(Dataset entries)
============

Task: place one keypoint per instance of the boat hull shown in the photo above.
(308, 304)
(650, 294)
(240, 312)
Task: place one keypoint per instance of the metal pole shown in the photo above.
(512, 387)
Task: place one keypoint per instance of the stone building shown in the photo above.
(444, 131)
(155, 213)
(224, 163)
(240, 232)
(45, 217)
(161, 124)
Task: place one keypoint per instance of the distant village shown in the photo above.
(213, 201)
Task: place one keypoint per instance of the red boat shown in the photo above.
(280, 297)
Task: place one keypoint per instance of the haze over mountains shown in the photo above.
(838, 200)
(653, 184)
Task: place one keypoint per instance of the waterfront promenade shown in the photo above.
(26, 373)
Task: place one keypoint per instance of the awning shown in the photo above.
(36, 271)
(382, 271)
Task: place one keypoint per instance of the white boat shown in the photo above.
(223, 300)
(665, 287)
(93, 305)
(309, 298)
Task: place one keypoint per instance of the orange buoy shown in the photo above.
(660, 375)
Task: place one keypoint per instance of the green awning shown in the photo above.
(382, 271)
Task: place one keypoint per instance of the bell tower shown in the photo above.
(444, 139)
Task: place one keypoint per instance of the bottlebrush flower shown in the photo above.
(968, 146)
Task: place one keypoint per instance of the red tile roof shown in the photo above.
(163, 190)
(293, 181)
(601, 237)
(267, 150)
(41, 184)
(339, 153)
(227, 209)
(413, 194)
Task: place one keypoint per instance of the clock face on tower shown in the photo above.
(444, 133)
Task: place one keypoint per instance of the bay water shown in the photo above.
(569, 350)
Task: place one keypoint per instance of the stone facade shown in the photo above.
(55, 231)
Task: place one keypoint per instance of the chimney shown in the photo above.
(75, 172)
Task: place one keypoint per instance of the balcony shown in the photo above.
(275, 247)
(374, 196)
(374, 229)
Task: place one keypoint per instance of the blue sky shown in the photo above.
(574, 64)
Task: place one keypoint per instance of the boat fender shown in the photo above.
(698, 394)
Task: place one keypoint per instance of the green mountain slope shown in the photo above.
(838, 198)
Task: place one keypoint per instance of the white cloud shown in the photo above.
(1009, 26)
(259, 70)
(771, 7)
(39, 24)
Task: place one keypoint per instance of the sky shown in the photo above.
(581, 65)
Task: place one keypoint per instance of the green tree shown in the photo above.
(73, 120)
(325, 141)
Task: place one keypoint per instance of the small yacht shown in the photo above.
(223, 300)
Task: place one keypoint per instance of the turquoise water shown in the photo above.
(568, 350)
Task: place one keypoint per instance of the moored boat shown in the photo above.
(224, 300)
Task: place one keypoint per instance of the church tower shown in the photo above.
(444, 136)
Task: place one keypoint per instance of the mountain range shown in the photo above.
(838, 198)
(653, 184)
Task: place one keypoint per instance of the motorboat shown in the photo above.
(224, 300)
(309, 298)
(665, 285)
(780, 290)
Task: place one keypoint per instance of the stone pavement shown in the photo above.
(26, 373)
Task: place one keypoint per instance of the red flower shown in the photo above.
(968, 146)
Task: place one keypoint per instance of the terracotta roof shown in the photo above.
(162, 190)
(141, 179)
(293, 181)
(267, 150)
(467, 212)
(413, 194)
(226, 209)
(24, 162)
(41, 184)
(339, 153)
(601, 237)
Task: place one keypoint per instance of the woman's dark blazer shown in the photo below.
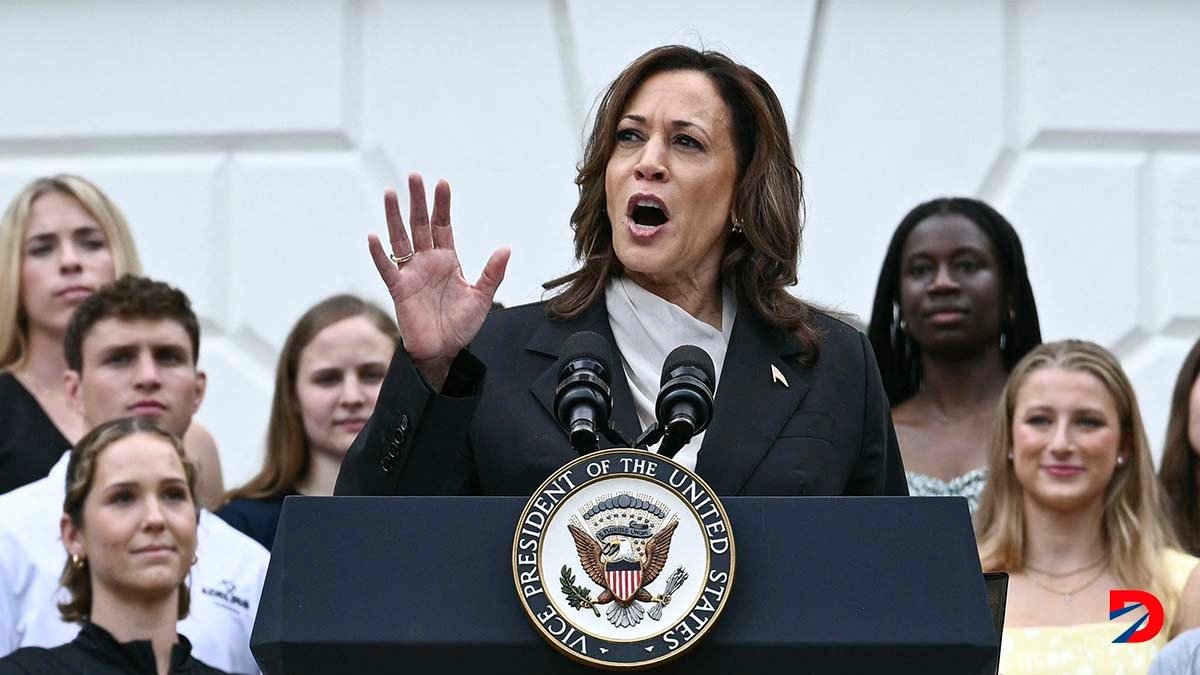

============

◆ WORK TO COMPLETE ◆
The records must appear again word for word, though none of their pictures should.

◆ SOLUTION ◆
Task: place one keypoint per instance of the boat hull shown in the photo above.
(308, 304)
(650, 294)
(240, 312)
Task: place one keypoint per instance of the metal pole shown in the photo above.
(512, 387)
Task: place one keypoint per instance of the stone building shown in the photo above.
(444, 131)
(155, 213)
(224, 163)
(240, 232)
(45, 217)
(161, 124)
Task: place one keypoint per instance of the distant village shown in the photo above.
(213, 201)
Task: place one keypoint per instance of the red boat shown in the photo above.
(280, 297)
Task: place one keypoint per instance of the haze over mountains shown in the photo above.
(838, 200)
(653, 184)
Task: place one keypoint per instance of the waterfront promenade shown in the photo above.
(26, 373)
Task: place one keypoint per instance of the awning shown in the photo above.
(36, 271)
(382, 271)
Task: place one keypoint per instance of the white boat shown in the photo above.
(223, 300)
(665, 287)
(93, 305)
(309, 298)
Task: place one keypoint per instance of the orange buoy shown in the photo above.
(660, 375)
Task: place one keypoint per instance of the green awning shown in the photo above.
(382, 271)
Task: place one keypoint per instance of the bell tower shown in the photo above.
(444, 139)
Task: place one keypoint per instance of the bottlebrush flower shown in the photo above.
(968, 146)
Task: place one keypoint per instance of the red tile roof shown in the photo above.
(163, 190)
(293, 181)
(601, 237)
(267, 150)
(41, 184)
(339, 153)
(227, 209)
(413, 194)
Task: place one keypoint per instance of the clock face on tower shown in the photo above.
(444, 133)
Task: place one keypoint per instance of the bay water shown in the photo above.
(569, 350)
Task: place one keypoint per instance of the stone facade shown in the photo above.
(55, 231)
Task: place one keypoint per instance of the chimney shown in the photo above.
(75, 172)
Task: place one keypoint per instance of the balcony shown in the photo above.
(275, 247)
(374, 196)
(374, 229)
Task: place one keypoint per instance of the blue sky shown in the photo above.
(574, 64)
Task: place one keypoint per instance of the boat fender shown in the photo above.
(698, 394)
Task: place one keypoint per instance of the green mountain slope shown in the photo above.
(838, 198)
Task: place one keypoint per instance of the white cloud shown in the photo above.
(1009, 26)
(259, 70)
(771, 7)
(39, 24)
Task: place one keypoint per instance of the sky shown in the photo above.
(581, 65)
Task: place one keypoint per instance of the green tree shown in the photo above.
(73, 120)
(325, 141)
Task: place one keypoint per instance of the small yacht shown in the photo above.
(223, 300)
Task: place one keypoint per instance of the turquoise water shown in the photo above.
(568, 350)
Task: place one keypoint per instance of the moored boat shown in the photo above.
(224, 300)
Task: place one keypoint per instance of the church tower shown in the photo above.
(444, 136)
Task: place one keypoint per instance of the mountain range shown in the photo above.
(838, 198)
(653, 184)
Task: place one keypoint per instance of the motorboat shown in the photo above.
(224, 300)
(309, 298)
(665, 285)
(780, 290)
Task: place one keypoint per instance of the stone pavement shown in the photo above.
(26, 373)
Task: place one keypoint per instance of the red flower shown in the photo above.
(968, 146)
Task: place one keypoint per instance of the terracotta roof shown in the photo above.
(162, 190)
(141, 179)
(293, 181)
(267, 150)
(467, 212)
(413, 194)
(226, 209)
(24, 162)
(41, 184)
(339, 153)
(601, 237)
Task: place one keypoint per instance of the woman's dark blazer shown in the photo below.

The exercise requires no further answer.